# start of Dataset rows

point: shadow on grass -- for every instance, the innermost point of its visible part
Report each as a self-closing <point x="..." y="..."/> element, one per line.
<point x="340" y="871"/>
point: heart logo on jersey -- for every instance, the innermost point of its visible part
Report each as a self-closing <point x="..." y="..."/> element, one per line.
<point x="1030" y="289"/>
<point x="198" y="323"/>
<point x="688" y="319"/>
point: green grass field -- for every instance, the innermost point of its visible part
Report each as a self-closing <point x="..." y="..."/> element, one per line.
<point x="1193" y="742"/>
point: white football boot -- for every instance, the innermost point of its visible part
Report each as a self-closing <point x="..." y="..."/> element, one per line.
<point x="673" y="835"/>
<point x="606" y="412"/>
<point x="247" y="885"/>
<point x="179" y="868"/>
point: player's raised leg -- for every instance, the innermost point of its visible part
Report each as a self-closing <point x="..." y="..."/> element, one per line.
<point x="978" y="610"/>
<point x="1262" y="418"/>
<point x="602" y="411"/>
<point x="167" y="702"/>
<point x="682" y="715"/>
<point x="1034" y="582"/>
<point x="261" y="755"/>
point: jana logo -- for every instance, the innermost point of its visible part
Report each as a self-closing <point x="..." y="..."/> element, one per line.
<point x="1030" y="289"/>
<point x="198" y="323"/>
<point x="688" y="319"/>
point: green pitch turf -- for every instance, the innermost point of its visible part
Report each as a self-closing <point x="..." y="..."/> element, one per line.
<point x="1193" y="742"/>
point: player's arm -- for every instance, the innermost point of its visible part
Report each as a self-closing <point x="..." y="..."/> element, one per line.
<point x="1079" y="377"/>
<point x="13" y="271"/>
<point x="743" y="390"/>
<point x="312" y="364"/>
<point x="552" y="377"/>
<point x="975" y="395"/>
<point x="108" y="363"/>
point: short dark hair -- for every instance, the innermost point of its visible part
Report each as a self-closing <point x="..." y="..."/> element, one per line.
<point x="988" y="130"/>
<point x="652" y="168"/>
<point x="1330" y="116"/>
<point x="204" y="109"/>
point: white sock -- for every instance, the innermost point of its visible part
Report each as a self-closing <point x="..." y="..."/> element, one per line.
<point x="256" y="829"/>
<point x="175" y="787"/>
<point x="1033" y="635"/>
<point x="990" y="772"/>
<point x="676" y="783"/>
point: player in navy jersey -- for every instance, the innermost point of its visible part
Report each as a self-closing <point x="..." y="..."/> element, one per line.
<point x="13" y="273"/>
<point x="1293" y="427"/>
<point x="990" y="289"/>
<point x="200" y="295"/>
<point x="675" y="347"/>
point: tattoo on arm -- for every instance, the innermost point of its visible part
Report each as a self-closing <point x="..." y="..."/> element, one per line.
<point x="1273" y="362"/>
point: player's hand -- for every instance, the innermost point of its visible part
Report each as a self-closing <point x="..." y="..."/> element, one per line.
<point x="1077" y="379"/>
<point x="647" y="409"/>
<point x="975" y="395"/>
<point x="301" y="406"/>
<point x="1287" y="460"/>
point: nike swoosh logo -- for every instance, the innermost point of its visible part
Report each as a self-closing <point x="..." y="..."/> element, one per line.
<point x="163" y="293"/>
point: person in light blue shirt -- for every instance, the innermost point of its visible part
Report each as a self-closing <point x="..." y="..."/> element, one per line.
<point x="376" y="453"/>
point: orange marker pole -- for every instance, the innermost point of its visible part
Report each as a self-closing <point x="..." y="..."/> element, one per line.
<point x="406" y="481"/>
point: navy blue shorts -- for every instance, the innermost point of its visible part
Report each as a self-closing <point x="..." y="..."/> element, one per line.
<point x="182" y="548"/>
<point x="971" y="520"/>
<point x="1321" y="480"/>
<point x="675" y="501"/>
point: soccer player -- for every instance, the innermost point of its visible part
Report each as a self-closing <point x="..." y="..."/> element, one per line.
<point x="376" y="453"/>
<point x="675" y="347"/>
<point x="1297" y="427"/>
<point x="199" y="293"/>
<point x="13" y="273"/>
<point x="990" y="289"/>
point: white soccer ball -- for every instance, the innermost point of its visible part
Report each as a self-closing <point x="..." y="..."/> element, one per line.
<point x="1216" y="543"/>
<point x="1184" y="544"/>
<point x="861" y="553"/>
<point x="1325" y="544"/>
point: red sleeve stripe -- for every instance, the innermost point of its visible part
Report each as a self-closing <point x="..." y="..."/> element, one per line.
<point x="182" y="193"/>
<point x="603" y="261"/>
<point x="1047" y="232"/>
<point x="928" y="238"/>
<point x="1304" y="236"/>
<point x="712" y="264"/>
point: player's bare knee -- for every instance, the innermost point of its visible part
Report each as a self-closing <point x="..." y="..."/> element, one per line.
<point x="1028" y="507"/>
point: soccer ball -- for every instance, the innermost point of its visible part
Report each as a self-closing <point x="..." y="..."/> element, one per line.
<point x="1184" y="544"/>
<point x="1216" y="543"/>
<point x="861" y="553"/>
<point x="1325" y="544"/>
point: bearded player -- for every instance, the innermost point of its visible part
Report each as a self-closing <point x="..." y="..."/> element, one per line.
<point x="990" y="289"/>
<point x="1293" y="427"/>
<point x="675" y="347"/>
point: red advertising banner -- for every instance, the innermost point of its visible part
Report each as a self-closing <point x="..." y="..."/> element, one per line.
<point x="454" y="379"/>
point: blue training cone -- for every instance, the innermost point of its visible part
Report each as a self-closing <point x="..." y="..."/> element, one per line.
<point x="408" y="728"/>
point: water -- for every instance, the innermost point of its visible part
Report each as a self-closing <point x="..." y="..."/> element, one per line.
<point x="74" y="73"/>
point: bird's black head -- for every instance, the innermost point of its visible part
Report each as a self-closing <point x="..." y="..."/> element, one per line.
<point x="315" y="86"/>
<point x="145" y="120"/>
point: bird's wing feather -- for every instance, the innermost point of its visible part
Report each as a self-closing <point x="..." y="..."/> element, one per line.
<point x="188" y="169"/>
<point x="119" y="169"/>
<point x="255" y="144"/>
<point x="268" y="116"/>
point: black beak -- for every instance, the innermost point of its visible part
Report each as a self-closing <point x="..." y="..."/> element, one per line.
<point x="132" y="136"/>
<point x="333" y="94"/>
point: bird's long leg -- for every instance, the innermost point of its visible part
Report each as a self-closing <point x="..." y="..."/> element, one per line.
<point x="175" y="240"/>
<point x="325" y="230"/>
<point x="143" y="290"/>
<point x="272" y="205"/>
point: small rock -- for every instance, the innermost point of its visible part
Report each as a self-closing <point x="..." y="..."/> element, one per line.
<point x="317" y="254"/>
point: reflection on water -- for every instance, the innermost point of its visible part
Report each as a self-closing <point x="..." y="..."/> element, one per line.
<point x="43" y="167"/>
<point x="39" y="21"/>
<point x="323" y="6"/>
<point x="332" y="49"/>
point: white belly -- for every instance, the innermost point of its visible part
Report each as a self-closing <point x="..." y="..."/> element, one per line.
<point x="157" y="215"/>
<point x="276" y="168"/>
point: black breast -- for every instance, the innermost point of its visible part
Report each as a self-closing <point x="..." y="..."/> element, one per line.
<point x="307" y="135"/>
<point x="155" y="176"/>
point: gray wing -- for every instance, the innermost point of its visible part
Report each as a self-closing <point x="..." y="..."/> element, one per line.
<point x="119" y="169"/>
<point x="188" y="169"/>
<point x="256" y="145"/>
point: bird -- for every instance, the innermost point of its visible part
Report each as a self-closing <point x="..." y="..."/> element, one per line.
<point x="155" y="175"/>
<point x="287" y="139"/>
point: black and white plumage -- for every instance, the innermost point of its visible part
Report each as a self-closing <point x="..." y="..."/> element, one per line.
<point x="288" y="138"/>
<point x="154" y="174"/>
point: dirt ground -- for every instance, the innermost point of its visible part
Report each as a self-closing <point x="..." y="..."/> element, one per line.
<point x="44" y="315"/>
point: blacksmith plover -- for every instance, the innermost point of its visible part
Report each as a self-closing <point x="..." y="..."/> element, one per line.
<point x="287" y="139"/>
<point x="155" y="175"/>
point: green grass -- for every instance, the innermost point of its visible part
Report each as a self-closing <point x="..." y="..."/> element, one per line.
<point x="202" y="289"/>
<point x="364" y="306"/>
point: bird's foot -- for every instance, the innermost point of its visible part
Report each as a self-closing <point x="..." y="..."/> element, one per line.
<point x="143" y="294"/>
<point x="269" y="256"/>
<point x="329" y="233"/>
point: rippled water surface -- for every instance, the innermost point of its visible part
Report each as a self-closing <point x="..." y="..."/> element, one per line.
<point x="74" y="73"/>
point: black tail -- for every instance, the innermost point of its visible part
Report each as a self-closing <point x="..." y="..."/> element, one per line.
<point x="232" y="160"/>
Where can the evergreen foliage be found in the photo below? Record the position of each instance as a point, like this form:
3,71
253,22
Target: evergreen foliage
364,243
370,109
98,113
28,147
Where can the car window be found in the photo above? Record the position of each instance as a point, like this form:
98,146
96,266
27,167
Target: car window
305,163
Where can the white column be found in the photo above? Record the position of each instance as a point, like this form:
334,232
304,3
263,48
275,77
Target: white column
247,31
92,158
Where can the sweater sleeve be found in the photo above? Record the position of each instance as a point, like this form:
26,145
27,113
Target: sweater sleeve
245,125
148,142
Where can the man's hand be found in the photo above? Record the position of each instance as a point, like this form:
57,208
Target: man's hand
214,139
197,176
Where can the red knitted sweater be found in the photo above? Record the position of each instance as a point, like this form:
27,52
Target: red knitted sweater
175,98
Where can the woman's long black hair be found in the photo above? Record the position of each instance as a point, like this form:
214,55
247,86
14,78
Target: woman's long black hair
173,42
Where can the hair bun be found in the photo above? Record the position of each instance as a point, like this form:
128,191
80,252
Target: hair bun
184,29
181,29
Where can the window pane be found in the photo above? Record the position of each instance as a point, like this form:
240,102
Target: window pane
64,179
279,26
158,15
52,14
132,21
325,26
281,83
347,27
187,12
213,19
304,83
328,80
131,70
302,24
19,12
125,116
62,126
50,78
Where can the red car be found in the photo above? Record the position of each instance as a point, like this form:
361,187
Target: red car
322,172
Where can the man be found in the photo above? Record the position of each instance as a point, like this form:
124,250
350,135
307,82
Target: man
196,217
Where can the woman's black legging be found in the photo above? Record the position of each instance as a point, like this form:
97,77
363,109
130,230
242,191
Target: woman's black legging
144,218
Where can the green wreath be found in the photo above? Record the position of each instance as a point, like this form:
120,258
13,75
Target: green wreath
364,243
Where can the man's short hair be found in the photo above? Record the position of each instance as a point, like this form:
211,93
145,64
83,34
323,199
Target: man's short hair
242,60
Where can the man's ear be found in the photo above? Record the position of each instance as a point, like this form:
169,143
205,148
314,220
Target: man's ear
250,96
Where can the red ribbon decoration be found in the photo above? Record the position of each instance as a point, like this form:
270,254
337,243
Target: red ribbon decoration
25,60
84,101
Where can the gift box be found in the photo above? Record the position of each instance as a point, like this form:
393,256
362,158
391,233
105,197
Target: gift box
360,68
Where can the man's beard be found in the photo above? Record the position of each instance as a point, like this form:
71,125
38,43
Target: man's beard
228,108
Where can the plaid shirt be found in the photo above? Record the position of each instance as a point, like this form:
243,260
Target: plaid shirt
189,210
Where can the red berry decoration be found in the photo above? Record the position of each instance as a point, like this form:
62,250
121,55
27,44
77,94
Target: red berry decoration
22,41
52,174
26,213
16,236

# end of Dataset rows

### Goal
Copy exactly the lines above, from the one containing "Where can the woman's black" through the very last line.

### Response below
Where can the woman's black legging be found in the photo above? Record the position of each instance as a point, like this form:
97,77
363,109
130,230
242,191
Target: woman's black legging
144,218
Where can the green wreath be found in the photo above? Record the position of each instance as a point, like this form:
120,258
13,75
Target: green wreath
364,243
Where can the man's short hair be found in the photo above? Record the position of each instance as a point, like this form:
211,93
145,64
83,34
323,199
Target: man's short hair
242,60
Where can the man's ear be found in the photo above? Record the position of each instance as a point, like this form:
169,143
205,148
314,220
Target: man's ear
250,96
Where can the red ribbon decoration be found in the photo above? Record the position of each instance as a point, like this form:
270,254
337,243
Target: red ribbon decoration
25,60
84,101
Where can the gift box be found in the photo above? Record the position of each instance as a point, like this form:
393,256
362,158
391,233
105,197
Target: gift box
360,68
Where can the man's beard be found in the photo above? Record the position of each instance as a point, like this form:
71,125
38,43
Target: man's beard
228,108
Where can the plaid shirt be found in the photo above? Record the position of each instance as a point, like this form:
243,260
Target: plaid shirt
189,210
Where can the red berry decoration be found in the photo above? Record the position of each instance as a point, like this form:
62,250
121,55
27,44
77,94
Target: red berry decoration
22,41
52,174
26,213
16,236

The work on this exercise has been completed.